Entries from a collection
§
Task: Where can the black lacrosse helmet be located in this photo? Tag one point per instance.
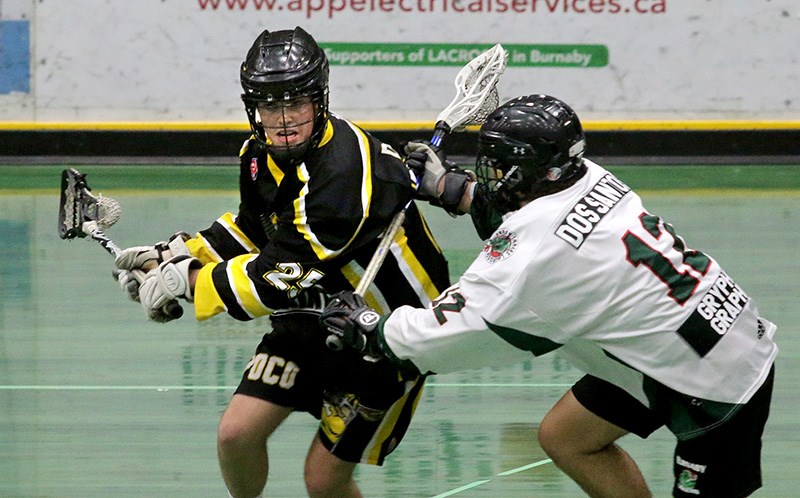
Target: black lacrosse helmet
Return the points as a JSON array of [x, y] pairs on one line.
[[281, 66], [527, 145]]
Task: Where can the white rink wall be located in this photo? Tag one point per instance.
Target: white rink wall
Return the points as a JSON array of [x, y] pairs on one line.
[[177, 60]]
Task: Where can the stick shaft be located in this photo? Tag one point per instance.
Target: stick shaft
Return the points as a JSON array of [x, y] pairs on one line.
[[380, 253]]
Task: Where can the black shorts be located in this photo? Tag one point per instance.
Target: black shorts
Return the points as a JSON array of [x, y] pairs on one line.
[[364, 408], [723, 462]]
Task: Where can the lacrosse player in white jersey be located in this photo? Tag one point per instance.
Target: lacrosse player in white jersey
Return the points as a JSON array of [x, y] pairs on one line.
[[574, 262]]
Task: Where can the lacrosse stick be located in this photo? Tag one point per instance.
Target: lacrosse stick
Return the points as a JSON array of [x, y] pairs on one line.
[[81, 214], [476, 97]]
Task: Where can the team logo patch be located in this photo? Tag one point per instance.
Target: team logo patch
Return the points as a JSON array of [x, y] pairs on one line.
[[500, 246], [254, 168]]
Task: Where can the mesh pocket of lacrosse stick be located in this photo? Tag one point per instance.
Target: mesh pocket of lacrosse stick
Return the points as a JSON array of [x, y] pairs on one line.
[[476, 90], [79, 207]]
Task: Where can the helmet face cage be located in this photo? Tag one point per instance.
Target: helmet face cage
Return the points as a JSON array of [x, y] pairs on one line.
[[282, 69], [525, 146]]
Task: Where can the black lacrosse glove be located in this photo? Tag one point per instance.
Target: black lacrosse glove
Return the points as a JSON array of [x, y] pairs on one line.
[[351, 325], [430, 166]]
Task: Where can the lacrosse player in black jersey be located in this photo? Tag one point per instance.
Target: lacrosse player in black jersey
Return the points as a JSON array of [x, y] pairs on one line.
[[316, 194]]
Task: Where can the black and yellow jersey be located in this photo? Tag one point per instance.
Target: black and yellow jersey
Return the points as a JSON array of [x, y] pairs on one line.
[[317, 223]]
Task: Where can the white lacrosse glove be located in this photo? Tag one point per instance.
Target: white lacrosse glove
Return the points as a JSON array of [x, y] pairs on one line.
[[164, 285], [431, 167], [144, 259]]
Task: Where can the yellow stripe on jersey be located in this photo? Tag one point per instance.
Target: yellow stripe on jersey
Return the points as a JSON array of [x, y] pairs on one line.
[[327, 135], [243, 286], [207, 302], [202, 250], [227, 221], [301, 220], [274, 170], [415, 273]]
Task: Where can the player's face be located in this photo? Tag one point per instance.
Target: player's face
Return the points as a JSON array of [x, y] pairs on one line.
[[288, 123]]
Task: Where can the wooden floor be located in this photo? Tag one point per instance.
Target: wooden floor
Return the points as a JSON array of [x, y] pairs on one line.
[[97, 402]]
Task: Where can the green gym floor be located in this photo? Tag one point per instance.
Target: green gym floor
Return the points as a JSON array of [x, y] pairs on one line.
[[97, 402]]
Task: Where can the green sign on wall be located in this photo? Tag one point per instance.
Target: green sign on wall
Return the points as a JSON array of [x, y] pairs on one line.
[[458, 54]]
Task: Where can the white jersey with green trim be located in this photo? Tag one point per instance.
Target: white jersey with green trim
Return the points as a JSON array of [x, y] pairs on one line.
[[590, 272]]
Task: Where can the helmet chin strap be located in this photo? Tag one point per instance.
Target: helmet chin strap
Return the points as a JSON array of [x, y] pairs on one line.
[[554, 174]]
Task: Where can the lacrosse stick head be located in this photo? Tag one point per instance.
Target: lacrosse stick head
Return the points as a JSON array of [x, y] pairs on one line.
[[476, 90], [79, 209]]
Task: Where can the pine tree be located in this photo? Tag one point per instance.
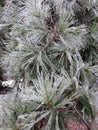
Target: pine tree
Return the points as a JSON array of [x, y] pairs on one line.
[[52, 49]]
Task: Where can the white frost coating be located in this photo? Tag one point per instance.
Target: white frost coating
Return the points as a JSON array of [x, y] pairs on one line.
[[8, 83]]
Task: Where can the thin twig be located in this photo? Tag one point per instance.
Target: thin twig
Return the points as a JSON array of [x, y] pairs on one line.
[[80, 116], [53, 34]]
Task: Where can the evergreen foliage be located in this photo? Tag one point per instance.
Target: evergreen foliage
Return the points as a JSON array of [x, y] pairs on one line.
[[51, 46]]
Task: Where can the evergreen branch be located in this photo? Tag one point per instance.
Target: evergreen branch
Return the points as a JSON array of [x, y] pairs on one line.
[[53, 34]]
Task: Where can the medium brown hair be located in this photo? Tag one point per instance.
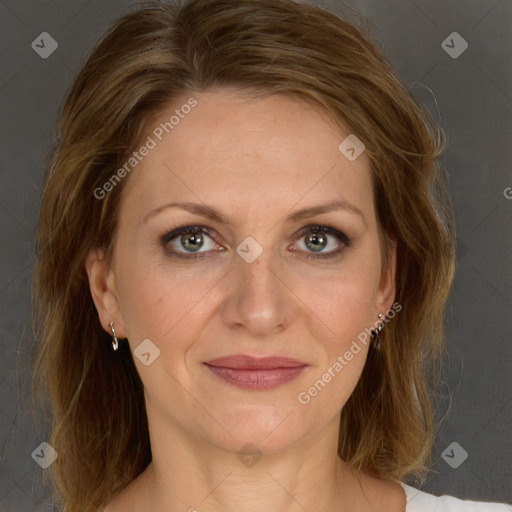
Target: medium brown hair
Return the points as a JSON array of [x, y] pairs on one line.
[[150, 57]]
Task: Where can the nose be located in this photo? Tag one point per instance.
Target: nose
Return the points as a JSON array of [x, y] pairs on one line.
[[258, 300]]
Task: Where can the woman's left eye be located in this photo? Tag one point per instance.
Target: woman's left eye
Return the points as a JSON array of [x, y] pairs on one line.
[[192, 238]]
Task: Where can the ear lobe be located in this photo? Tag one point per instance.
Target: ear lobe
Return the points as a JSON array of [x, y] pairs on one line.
[[387, 286], [103, 292]]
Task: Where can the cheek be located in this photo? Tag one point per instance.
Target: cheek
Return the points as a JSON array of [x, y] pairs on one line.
[[162, 302]]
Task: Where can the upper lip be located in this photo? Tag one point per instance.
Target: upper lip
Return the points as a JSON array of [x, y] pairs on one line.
[[245, 362]]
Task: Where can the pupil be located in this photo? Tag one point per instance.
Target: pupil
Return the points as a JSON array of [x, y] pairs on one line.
[[318, 241], [194, 238]]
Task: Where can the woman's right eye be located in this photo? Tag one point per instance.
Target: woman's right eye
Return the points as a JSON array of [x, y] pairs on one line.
[[188, 238]]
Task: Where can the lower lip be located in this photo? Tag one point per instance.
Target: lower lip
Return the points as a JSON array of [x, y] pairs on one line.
[[257, 379]]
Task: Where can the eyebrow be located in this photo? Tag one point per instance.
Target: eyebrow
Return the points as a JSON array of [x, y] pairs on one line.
[[212, 213]]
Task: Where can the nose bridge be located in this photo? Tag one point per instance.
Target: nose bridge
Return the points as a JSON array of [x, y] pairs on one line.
[[257, 297]]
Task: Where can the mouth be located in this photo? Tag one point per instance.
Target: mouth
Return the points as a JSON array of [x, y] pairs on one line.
[[252, 373]]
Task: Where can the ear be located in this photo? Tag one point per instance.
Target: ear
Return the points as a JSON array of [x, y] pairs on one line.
[[103, 291], [387, 287]]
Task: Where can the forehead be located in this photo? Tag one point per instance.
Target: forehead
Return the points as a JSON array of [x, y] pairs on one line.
[[233, 149]]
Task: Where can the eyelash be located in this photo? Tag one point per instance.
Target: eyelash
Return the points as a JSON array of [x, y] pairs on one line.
[[180, 229]]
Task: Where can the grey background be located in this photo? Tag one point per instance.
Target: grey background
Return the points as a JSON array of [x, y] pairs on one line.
[[472, 98]]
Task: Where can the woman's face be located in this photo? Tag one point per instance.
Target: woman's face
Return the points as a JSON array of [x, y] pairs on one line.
[[259, 284]]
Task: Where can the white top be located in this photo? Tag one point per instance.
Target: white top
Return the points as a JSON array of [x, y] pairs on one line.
[[420, 501]]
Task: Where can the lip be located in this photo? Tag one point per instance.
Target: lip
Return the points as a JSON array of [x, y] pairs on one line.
[[244, 362], [248, 372]]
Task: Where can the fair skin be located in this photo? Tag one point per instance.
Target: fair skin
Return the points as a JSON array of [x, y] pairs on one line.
[[256, 161]]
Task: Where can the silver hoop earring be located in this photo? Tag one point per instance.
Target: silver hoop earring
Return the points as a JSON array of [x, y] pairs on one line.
[[115, 341], [375, 333]]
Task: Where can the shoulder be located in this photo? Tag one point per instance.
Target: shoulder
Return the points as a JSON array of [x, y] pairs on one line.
[[420, 501]]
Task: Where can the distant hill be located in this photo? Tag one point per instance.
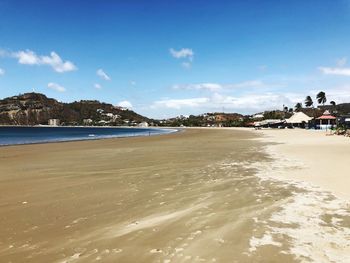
§
Print the data above exactly as it stands, from the line with "Task: Where can the lower" to the line with "[[472, 98]]", including both of those lines.

## EXPECTED ANSWER
Task: Where can the lower lip be located in this photo? Tag one point per instance.
Target: lower lip
Return the points as a JSON array of [x, y] pairs on one line.
[[257, 379]]
Task: Where can the eyebrow be located in this photo? Tag one point per instance.
Target: eyebrow
Return the points as a JSON array of [x, y] pairs on one line.
[[212, 213]]
Task: Where can the nose bridge be located in this photo? Tag one point per instance.
Target: nose bridge
Return the points as a JSON array of [x, y] pairs on one line.
[[257, 297]]
Task: Where can the mouth be located in this photo? Tag one point per instance.
Target: mouth
Return the points as a JSON array of [x, y] pairs on one line.
[[252, 373]]
Task: Where can the ear be located in this photo? Tag one point per instance.
Target: ear
Return the points as a JSON array of [x, y] pairs on one line.
[[103, 291], [387, 287]]
Task: Where can the forehead be located in this photo? Tag one point per instance.
Target: forehead
Return the points as a JSON array of [x, y] pairs on one line.
[[233, 149]]
Task: Where can the eyelash be located in this photo? Tag one point per instance.
Target: eyelash
Return the points as a JSON array of [x, y] pairs on one line.
[[180, 229]]
Task: Where can the grey background be located in this photo? Tag one point per instance.
Target: grey background
Return the points as a JSON array of [x, y] pairs on one line.
[[472, 98]]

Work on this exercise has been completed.